== Excerpt to read ==
______
By Jeff White (firstname.lastname@example.org)
CHARLOTTESVILLE — The University of Virginia men’s basketball team embarks Sunday night on a grueling stretch of four games in nine days.
To prepare, the second-ranked Cavaliers practiced this week. They also rested.
Virginia defeated Pittsburgh 61-49 on Monday night at John Paul Jones Arena. With six days between games, head coach Tony Bennett gave his players Tuesday and Thursday off.
Anthony Gill stopped by JPJ anyway, but not to work on his game. He came to see head athletic trainer Ethan Saliba for treatment.
“I’m just trying to take care of my body, because we still have a lot of season left,” Gill, a 6-8 post player, said after practice Friday. “We still have postseason play, so just trying to take care of our bodies as much as we can, get the rest that we need. More of a mental rest than a physical rest. We’re at it all the time, so to get those two days off was good for us.”
______
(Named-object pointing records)
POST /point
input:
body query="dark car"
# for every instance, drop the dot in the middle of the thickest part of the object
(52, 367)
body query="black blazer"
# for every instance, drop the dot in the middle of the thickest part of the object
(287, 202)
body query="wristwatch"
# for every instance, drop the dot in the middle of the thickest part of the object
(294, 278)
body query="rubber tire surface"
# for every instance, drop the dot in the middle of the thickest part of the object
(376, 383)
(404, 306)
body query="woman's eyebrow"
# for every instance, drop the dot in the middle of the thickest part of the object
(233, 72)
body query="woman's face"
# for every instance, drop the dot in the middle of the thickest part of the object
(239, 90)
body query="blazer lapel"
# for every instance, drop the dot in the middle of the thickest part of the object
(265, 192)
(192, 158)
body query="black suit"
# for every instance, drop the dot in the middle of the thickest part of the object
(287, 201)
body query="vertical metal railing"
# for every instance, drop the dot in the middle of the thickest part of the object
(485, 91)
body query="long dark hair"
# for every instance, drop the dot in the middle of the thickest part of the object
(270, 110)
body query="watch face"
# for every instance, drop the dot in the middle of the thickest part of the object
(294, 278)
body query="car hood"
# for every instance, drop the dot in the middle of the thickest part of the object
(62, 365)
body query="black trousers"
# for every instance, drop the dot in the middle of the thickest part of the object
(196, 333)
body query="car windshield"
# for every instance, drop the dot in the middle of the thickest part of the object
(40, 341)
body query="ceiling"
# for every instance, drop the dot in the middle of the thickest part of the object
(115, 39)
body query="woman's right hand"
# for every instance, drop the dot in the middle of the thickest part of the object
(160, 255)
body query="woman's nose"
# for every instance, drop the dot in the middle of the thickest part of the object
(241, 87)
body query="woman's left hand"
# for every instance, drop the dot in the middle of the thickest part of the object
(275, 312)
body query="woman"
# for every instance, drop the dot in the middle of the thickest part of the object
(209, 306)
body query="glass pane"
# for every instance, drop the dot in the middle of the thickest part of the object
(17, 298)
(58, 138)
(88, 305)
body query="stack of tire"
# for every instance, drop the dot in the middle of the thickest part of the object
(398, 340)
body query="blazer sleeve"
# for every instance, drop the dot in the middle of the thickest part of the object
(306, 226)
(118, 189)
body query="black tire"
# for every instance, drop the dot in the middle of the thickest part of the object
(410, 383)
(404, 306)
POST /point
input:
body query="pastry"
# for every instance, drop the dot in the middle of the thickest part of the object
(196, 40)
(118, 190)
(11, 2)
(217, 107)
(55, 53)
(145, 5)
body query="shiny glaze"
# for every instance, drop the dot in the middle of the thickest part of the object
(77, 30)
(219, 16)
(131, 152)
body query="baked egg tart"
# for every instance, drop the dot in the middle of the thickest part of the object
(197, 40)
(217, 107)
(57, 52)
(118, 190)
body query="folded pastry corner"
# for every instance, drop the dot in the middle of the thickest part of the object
______
== Set exercise 1 ==
In the Virginia basketball article, why does Anthony Gill say he came in for treatment during the days off?
== Set exercise 2 ==
According to the Virginia basketball article, what was the final score of Monday night's game against Pittsburgh?
These records were taken from a separate source.

== Complete response 1 ==
Gill says he was trying to take care of his body because a lot of the season, including postseason play, still remained. He adds that the team is "at it all the time," so the two days off gave them needed rest, more mental than physical.

== Complete response 2 ==
Virginia won 61-49.